As Amtrak had participated in earlier planning meetings and, given the timing of the agreements, the whole situation appears to have been a miscommunication between the railroad and the Spirit of Springfield. Nevertheless, the mayor went on full blast, accusing Amtrak of denying access to public space. That was not true. Moreover, the mayor himself signed the agreement that largely closed the State Street crossing and required deals like the Spirit of Springfield’s. 

But Amtrak, like most federal agencies, does not hold grudges and now Sarno needs it. 

Flush with funds for several years under President Joe Biden’s Infrastructure Investment and Jobs Act—often hand-in-hand with a state that also has cash—there is a lot on the drawing board for Springfield. Aside from Compass Rail, nee East-West Rail—many of these projects are about flexibility and reliability. Invaluable to passengers but not necessarily, ahem, “gamechangers” by themselves. 

Rail investments could greatly benefit Springfield. Ongoing service expansion south into Connecticut, New York and beyond increasingly seem limited only by Amtrak’s equipment availability. Service to Boston and Albany hinge less on money and more on bureaucratic speed. More service north is also on the menu depending on choices Vermont, or even Canada, make. 

Worcester illustrates the potential. In the last census, the Woo exceeded its peak population thanks in part to expanding commuter rail service from Boston. Most new service into Springfield will not be commuter rail. Even the one commuter line into the city, the Hartford Line, functions more as a feeder to Metro-North in New Haven. Nevertheless, it is reasonable that expanding service could provide a long-term boon for the city.

Phrase grounding data –

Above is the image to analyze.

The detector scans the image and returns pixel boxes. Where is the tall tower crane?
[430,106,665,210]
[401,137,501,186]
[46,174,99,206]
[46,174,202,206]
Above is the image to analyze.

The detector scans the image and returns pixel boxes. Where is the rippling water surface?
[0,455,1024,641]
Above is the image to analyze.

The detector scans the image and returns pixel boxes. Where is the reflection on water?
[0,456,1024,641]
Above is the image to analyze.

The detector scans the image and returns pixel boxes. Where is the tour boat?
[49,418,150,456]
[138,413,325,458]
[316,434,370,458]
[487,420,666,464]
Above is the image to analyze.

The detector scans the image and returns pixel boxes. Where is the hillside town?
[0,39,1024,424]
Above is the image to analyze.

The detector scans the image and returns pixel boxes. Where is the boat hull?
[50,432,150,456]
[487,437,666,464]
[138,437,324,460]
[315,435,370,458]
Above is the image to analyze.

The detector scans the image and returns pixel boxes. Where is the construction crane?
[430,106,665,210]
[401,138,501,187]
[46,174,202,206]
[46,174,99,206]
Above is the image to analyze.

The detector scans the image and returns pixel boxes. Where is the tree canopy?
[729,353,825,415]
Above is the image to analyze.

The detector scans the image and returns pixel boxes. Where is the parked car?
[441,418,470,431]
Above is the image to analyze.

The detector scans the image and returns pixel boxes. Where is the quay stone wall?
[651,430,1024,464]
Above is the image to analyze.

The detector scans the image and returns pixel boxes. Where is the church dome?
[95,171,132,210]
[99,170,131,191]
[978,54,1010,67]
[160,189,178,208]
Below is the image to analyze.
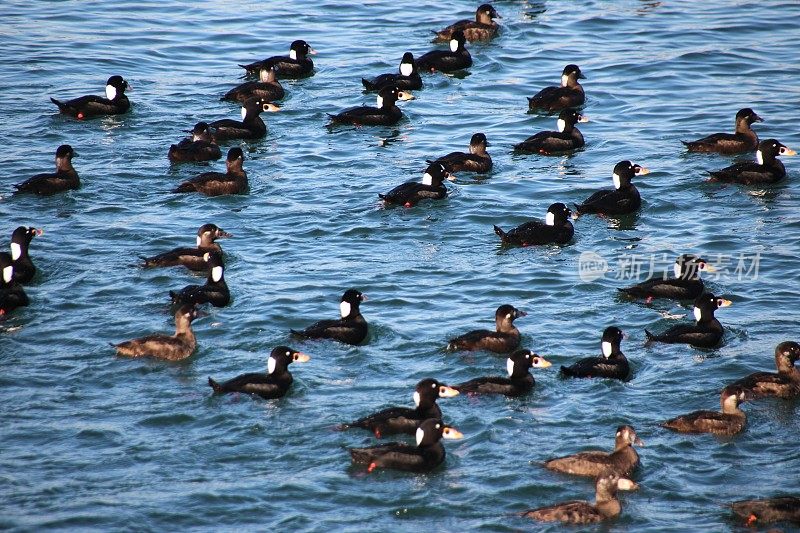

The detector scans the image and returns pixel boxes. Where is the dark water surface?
[0,0,800,532]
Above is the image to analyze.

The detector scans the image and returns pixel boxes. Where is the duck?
[661,386,749,435]
[709,139,797,185]
[575,161,650,216]
[328,85,414,126]
[447,304,528,353]
[167,122,222,163]
[417,30,472,72]
[112,305,204,361]
[0,252,30,318]
[644,292,733,348]
[731,341,800,399]
[544,424,644,478]
[528,64,586,112]
[172,146,249,196]
[340,378,458,439]
[350,418,464,472]
[617,254,717,303]
[431,4,503,43]
[561,326,631,381]
[169,252,231,307]
[361,52,422,91]
[50,76,131,120]
[142,224,233,271]
[290,289,369,346]
[14,144,81,196]
[220,65,286,102]
[731,496,800,527]
[494,202,575,246]
[453,350,552,397]
[514,108,589,155]
[9,226,44,285]
[522,473,639,524]
[681,107,764,154]
[239,39,317,79]
[434,133,492,174]
[208,346,311,400]
[378,162,455,207]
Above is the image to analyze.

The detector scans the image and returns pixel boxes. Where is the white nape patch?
[600,341,612,359]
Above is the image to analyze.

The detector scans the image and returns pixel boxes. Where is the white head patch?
[600,341,612,359]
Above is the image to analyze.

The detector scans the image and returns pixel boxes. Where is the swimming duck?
[341,378,458,439]
[709,139,797,185]
[172,146,249,196]
[447,304,528,353]
[112,305,201,361]
[328,85,414,126]
[522,474,639,524]
[14,144,81,196]
[528,65,586,112]
[142,224,233,270]
[431,4,503,43]
[494,202,575,246]
[434,133,492,173]
[50,76,131,119]
[290,289,369,345]
[167,122,222,163]
[731,341,800,398]
[561,326,631,381]
[169,252,231,307]
[361,52,422,91]
[208,346,311,400]
[617,254,716,302]
[514,109,589,155]
[417,30,472,72]
[575,161,650,216]
[350,418,464,472]
[661,385,749,435]
[644,292,733,348]
[544,425,644,478]
[378,162,455,207]
[681,107,764,154]
[453,350,552,396]
[239,39,317,79]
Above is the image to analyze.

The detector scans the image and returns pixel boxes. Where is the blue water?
[0,0,800,532]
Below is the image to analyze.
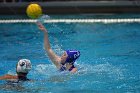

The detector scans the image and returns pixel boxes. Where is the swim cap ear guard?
[65,50,80,64]
[16,59,32,73]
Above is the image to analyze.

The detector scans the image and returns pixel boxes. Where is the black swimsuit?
[59,64,75,71]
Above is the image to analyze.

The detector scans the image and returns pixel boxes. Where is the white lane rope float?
[0,18,140,24]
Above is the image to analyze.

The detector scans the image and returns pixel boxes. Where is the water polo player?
[37,22,80,73]
[0,59,32,83]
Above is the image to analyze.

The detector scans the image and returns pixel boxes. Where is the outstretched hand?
[36,22,47,32]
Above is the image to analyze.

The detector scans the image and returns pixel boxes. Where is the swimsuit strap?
[60,64,75,71]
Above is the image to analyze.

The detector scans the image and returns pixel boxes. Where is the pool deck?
[0,1,140,15]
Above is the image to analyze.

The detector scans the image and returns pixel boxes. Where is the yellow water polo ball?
[26,4,42,19]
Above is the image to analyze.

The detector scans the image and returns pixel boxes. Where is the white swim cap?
[16,59,32,73]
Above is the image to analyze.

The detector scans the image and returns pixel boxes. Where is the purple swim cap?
[65,50,80,64]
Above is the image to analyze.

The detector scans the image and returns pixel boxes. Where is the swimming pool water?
[0,15,140,93]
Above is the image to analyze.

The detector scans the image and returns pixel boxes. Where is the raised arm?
[37,22,61,68]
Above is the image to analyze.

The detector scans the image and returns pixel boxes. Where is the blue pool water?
[0,15,140,93]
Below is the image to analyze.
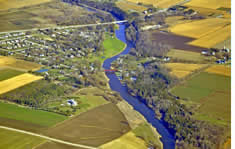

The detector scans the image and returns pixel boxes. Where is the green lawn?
[0,69,24,81]
[0,129,45,149]
[171,72,231,125]
[0,102,67,127]
[90,33,126,62]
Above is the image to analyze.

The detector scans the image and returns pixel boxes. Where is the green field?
[0,102,66,127]
[90,34,126,62]
[0,129,45,149]
[171,72,231,125]
[0,69,23,81]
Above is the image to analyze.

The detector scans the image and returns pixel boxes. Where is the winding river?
[103,24,175,149]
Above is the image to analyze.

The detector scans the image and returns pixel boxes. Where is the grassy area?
[0,68,23,81]
[0,102,66,127]
[90,33,126,62]
[0,129,45,149]
[171,72,231,125]
[133,123,161,147]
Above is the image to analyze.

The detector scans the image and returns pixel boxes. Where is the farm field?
[0,67,23,81]
[0,129,45,149]
[45,103,130,146]
[185,0,231,9]
[171,72,231,126]
[152,31,205,52]
[205,65,231,77]
[116,0,147,12]
[0,73,43,94]
[167,49,213,63]
[0,102,66,127]
[100,131,147,149]
[165,63,207,78]
[0,56,41,71]
[128,0,185,8]
[0,0,51,10]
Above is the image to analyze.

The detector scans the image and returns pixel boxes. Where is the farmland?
[0,56,41,71]
[45,103,130,146]
[171,72,231,125]
[166,63,206,78]
[0,68,23,81]
[0,129,45,149]
[0,73,43,94]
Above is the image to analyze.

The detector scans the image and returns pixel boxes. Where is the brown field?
[116,1,147,12]
[100,132,147,149]
[165,63,206,78]
[45,103,130,146]
[128,0,183,8]
[152,31,205,52]
[0,56,42,71]
[0,73,43,94]
[185,0,231,9]
[0,0,51,10]
[205,65,231,76]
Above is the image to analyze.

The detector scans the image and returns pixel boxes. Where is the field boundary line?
[0,126,98,149]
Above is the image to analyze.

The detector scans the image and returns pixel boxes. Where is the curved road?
[0,126,98,149]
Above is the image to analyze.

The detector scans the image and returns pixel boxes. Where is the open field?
[0,56,41,71]
[0,0,51,10]
[100,131,147,149]
[116,0,147,12]
[45,103,130,146]
[167,49,214,63]
[0,102,66,127]
[152,31,205,52]
[171,72,231,125]
[0,68,23,81]
[128,0,183,8]
[0,129,45,149]
[205,65,231,76]
[185,0,231,9]
[0,73,43,94]
[165,63,207,78]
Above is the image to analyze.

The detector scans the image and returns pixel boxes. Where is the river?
[103,24,175,149]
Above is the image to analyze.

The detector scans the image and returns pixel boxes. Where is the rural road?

PROBLEM TO SOLVE – Can you extend the piece on Springfield's rail prospects, picking up after its last sentence? The records have nothing to do with this.

YOUR RESPONSE –
A spokesperson for the mayor did not respond to a request for comment about the meeting. His office’s Facebook post said the heads of the city’s parks, public works and economic development departments attended. Sarno thanked Amtrak for the meeting with Joan Brophy and Margaret Clark, the railroad’s Northeast Government Affairs Director and Manager respectively, and the updates they provided about area projects. 

“We also discussed Riverfront Park access, and separate entrance points, and Union Station developments. Transit investments support local economic growth and we are looking forward to continued collaboration with Amtrak,” Sarno said. 

Amtrak Springfield

The mayor catching up with Amtrak’s Brophy & Clark from Gov’t Affairs like they’re old friends…but Amtrak may become an economically indispensable friend. (via Facebook/Springfield City Hall)

An Amtrak spokesperson had no updates on the projects, but characterized the visit as a “high-level meet and greet meeting.”  

Sarno has never downplayed Union Station, but with little direct influence over service, he cannot do much more than treat the transportation hub like a prop to stand in front of and look mayoral. Exceptions would be the $4.1 million grant Congressman Richard Neal, the station’s chief patron, and Sarno announced last week. It will fund improvements to roads, sidewalks, and lighting, with a focus on greener, more sustainable infrastructure. 

However, at least since former State Senator Eric Lesser made East-West rail a shibboleth in the 413’s politics, Neal has pressed every button he could to make that service happen. He had been pushing for North-South service for longer. Union Station has been central to his political identity since his first campaign. Yet, he also understood that it was not just a backdrop. The arm-twisting he engaged in was not always public.  

Despite always touting a great relationship with former Governor Charlie Baker, it is not clear Sarno ever had any influence on East-West rail. (By contrast, current Governor Maura Healey, both on her own initiative and in tandem with Neal, is all in on the project.) 

The pandemic and the American Rescue Plan Act’s funds allowed Sarno to shirk the absence of many new ideas during last year’s election—hair-brained paeans to motorcoach moguls aside. In short, he could sidestep the quiet mutters from back in 2019 that he had few new things to plug. That will be less true should the eternal mayor seek another term in 2027.